◆ Exercise ◆
Take the listing below and output it again exactly.

◆ Available data ◆

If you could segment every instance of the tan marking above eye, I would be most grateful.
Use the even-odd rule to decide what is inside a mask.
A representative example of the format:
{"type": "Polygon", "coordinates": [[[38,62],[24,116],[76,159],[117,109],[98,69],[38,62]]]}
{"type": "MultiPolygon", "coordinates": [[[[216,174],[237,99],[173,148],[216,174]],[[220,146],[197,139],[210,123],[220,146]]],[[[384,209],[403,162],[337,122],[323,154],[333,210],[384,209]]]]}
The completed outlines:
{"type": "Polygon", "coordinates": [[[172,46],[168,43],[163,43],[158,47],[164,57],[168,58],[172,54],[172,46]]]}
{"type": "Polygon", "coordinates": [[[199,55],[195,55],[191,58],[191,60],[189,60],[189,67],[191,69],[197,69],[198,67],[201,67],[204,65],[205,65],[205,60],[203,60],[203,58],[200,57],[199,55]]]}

◆ Task solution ◆
If you could segment every instance of the tan marking above eye, I would be most grateful.
Use the even-odd rule to decide what is inside a mask.
A representative example of the format:
{"type": "Polygon", "coordinates": [[[38,62],[24,116],[76,159],[117,109],[98,69],[38,62]]]}
{"type": "MultiPolygon", "coordinates": [[[[216,174],[237,99],[173,148],[216,174]],[[220,146],[197,139],[210,123],[220,146]]],[[[384,209],[403,162],[337,122],[323,154],[333,210],[384,209]]]]}
The completed outlines:
{"type": "Polygon", "coordinates": [[[172,46],[168,43],[163,43],[158,47],[164,57],[168,58],[172,54],[172,46]]]}
{"type": "Polygon", "coordinates": [[[199,55],[195,55],[191,58],[191,60],[189,60],[189,67],[191,69],[197,69],[198,67],[201,67],[204,65],[205,65],[205,60],[203,60],[203,58],[200,57],[199,55]]]}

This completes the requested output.